PROBLEM STATEMENT =
Please copy the lines below without changes, starting with the line that contains "mark the black wetsuit" and going on through the final line, both ends included.

(Items from a data source)
-- Begin --

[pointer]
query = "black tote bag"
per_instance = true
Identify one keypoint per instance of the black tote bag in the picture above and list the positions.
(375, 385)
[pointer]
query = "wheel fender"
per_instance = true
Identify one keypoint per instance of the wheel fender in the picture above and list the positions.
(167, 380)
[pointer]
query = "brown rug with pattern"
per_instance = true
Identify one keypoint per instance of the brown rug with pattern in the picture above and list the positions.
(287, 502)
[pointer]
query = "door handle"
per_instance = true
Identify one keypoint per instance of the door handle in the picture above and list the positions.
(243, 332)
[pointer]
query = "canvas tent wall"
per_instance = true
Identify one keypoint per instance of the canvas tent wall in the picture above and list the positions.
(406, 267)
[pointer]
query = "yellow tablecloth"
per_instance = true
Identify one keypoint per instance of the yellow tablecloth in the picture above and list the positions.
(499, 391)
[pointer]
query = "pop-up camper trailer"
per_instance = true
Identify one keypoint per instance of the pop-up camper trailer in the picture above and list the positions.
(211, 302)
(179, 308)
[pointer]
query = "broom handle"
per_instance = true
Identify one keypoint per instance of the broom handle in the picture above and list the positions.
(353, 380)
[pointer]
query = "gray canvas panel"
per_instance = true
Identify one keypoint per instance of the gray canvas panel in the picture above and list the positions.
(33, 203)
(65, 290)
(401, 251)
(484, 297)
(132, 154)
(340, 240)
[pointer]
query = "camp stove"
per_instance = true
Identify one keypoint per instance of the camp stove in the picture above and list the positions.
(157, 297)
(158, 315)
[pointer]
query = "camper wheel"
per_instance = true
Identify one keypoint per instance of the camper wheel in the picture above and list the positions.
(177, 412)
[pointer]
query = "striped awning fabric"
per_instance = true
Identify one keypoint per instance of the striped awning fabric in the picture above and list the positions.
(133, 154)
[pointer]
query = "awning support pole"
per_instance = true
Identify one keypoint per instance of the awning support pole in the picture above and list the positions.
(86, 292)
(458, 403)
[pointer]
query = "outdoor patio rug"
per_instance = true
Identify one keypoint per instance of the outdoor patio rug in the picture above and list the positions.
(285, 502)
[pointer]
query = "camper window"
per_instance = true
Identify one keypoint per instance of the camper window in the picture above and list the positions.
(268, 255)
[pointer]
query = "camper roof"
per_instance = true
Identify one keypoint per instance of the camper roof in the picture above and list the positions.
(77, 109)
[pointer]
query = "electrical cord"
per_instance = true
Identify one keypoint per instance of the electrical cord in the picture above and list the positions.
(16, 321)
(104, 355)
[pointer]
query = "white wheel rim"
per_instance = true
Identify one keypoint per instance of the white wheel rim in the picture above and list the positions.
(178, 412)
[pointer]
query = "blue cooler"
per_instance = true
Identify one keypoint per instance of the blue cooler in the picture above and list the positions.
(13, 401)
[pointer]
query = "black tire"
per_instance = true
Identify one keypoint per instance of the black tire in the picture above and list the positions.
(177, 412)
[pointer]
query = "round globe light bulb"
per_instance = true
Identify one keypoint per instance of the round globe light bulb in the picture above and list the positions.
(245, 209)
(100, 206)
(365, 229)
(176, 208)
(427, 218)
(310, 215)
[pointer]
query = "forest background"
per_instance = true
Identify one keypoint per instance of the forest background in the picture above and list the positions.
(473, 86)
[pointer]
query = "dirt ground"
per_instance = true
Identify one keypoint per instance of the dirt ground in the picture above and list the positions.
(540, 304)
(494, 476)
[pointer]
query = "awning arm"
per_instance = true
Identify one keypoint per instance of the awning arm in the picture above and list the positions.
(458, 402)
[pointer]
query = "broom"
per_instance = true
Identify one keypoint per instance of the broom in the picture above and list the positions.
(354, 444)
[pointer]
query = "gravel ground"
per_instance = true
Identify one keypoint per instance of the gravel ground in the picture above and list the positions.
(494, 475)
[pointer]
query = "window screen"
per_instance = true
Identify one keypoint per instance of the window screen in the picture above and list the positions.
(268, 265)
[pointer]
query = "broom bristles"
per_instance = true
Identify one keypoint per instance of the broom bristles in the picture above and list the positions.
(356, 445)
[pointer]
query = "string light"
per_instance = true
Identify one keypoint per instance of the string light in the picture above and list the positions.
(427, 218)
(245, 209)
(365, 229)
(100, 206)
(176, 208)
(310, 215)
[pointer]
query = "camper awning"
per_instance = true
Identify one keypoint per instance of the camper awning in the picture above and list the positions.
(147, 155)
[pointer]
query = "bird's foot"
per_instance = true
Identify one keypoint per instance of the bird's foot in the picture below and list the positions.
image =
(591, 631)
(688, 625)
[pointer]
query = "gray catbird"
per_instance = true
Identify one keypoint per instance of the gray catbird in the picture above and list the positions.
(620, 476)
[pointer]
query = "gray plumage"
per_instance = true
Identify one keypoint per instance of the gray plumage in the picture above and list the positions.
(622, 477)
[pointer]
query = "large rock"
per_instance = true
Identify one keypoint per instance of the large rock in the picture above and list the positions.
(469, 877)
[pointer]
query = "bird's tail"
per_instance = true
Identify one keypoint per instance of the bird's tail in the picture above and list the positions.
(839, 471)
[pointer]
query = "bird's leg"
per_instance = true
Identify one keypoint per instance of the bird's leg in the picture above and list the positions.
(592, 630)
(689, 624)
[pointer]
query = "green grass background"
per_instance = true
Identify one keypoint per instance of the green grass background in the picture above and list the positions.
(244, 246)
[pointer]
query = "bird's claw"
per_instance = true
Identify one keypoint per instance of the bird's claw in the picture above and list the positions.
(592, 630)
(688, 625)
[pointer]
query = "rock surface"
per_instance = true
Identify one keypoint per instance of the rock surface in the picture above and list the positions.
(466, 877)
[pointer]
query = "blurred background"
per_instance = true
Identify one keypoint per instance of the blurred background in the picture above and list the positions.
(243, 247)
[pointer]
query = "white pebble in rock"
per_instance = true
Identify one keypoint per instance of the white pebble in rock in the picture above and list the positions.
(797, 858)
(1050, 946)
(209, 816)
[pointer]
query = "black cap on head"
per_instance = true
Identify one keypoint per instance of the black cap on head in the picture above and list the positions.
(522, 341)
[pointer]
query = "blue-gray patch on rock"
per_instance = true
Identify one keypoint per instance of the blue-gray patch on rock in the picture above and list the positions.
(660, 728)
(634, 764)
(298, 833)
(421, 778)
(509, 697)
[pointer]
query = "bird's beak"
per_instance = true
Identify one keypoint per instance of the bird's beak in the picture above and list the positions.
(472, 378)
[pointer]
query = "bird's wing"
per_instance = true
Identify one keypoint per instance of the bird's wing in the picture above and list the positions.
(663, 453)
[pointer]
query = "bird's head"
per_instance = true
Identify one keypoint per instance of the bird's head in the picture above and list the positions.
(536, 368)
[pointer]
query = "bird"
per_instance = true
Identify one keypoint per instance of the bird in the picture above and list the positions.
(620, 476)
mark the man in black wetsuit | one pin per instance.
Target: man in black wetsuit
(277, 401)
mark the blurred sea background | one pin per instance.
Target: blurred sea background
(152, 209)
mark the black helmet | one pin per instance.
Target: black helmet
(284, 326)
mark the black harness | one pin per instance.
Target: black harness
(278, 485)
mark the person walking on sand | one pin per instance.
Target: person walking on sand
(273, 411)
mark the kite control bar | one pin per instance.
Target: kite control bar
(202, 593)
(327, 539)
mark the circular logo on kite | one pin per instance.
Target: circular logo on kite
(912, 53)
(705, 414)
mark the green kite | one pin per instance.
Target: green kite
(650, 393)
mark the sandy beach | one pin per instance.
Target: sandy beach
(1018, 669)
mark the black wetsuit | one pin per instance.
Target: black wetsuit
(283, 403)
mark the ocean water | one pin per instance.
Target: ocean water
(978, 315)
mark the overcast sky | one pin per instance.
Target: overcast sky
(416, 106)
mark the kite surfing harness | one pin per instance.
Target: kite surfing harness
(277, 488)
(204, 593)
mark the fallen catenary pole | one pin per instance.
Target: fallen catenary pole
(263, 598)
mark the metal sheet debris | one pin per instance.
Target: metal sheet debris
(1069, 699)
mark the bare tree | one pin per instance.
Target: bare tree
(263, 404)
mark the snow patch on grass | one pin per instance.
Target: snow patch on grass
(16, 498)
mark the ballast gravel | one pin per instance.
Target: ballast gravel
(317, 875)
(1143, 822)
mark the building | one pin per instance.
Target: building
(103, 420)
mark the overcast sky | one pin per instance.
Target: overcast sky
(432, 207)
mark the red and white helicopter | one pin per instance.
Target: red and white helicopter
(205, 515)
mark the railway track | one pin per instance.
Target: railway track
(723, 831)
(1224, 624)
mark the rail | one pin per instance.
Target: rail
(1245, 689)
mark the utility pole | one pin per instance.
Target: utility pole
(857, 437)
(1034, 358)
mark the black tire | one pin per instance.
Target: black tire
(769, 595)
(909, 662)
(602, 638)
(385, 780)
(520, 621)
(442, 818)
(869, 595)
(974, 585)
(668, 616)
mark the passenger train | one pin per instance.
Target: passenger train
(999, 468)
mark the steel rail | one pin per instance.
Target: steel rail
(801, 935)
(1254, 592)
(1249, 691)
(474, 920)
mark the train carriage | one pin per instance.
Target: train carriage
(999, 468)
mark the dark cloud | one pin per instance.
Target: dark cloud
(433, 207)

-- End --

REPLY TO THE EXERCISE =
mark the black wetsuit | one pin per instance.
Target: black wetsuit
(283, 403)
mark the ocean water | one pin per instance.
Target: ocean water
(978, 315)
mark the overcast sky | one pin per instance.
Target: overcast sky
(416, 106)
mark the kite surfing harness | one pin per instance.
Target: kite surfing harness
(277, 488)
(204, 593)
mark the fallen catenary pole | one pin per instance.
Target: fallen catenary pole
(263, 598)
mark the metal sheet debris | one pin per instance.
Target: metal sheet debris
(1069, 699)
mark the bare tree | one pin per instance.
Target: bare tree
(263, 404)
mark the snow patch on grass | one pin per instance.
Target: snow patch on grass
(16, 498)
mark the ballast gravel | one pin per instance.
Target: ballast gravel
(317, 875)
(1143, 822)
mark the building | one pin per instance.
Target: building
(103, 420)
mark the overcast sky | one pin per instance.
Target: overcast sky
(432, 207)
mark the red and white helicopter | one pin per instance.
Target: red and white helicopter
(205, 515)
mark the railway track | one pin per instance.
Target: railway track
(723, 831)
(1224, 624)
mark the rail | one pin per instance.
Target: rail
(1245, 689)
mark the utility pole | one pin per instance.
Target: utility pole
(857, 437)
(1034, 358)
mark the black tire | one pin per instance.
Target: black tire
(769, 595)
(909, 662)
(602, 638)
(385, 780)
(520, 621)
(442, 818)
(869, 595)
(974, 585)
(668, 616)
mark the passenger train | one pin per instance.
Target: passenger train
(999, 468)
mark the steel rail | one pin per instance.
Target: steel rail
(801, 935)
(1254, 592)
(1249, 691)
(474, 920)
mark the train carriage | one pin per instance.
Target: train carriage
(999, 468)
mark the dark cloud | one pin per instance.
Target: dark cloud
(433, 207)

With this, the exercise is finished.